Input for this task:

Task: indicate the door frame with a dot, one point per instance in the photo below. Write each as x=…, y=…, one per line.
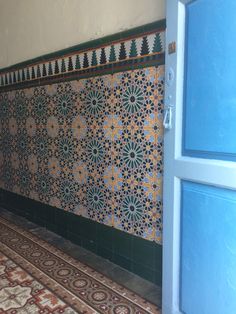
x=218, y=173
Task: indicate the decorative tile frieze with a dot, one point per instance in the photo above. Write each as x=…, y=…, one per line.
x=135, y=50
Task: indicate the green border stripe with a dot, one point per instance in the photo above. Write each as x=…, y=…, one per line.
x=155, y=26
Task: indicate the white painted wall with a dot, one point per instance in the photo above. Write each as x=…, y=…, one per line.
x=30, y=28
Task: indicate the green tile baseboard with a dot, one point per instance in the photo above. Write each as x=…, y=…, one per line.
x=135, y=254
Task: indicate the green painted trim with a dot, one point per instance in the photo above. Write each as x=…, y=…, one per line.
x=140, y=30
x=135, y=254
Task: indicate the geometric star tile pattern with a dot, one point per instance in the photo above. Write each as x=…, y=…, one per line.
x=90, y=146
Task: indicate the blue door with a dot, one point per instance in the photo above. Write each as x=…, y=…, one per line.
x=199, y=241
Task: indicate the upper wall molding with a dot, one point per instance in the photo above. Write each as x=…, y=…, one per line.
x=141, y=46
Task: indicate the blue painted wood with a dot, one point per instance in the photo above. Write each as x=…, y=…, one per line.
x=208, y=250
x=210, y=80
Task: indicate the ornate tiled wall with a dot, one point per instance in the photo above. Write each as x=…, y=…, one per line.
x=93, y=145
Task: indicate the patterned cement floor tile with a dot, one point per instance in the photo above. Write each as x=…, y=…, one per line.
x=35, y=277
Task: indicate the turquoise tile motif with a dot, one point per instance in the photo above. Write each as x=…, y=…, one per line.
x=144, y=47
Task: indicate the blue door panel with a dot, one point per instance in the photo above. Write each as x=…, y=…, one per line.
x=210, y=80
x=208, y=250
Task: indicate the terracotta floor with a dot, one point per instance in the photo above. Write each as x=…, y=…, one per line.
x=36, y=277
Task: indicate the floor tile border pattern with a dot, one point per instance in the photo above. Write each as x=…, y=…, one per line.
x=98, y=280
x=58, y=290
x=127, y=51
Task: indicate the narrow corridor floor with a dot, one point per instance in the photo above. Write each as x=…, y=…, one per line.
x=40, y=272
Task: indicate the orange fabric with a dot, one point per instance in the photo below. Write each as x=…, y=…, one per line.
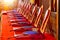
x=6, y=34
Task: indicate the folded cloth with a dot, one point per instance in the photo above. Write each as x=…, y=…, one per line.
x=30, y=32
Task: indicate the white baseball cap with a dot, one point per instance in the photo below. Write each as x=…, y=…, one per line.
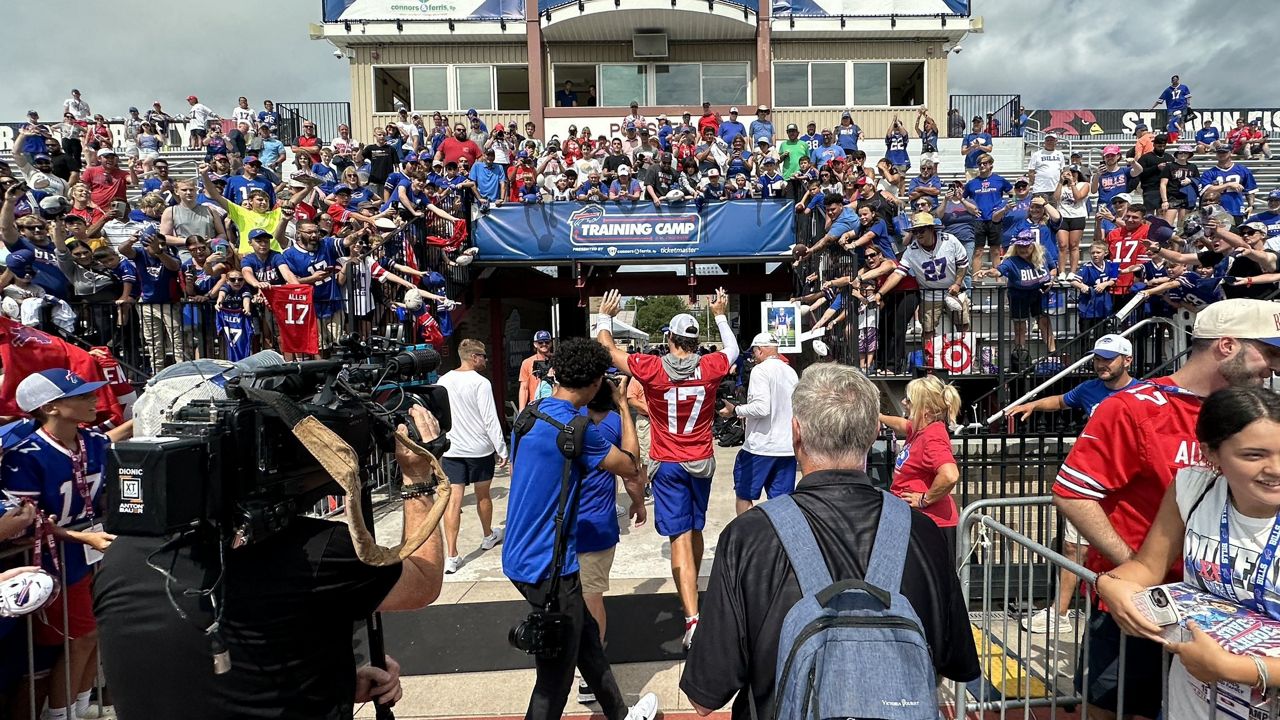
x=1239, y=318
x=684, y=326
x=1111, y=345
x=764, y=340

Activity: Produce an exact copy of the lines from the line containing "Task: indicate the folded" to the end of the material, both ends included, and omit every picture.

Response to the task:
Task: indicate the folded cloth with a dot, one point per instance in the photo above. Write each as x=…, y=…, one per line.
x=30, y=32
Task: indicate the white baseball cap with a dot, one point per instance in the photo below. Write each as x=…, y=…, one per line.
x=1239, y=318
x=684, y=326
x=1111, y=345
x=764, y=340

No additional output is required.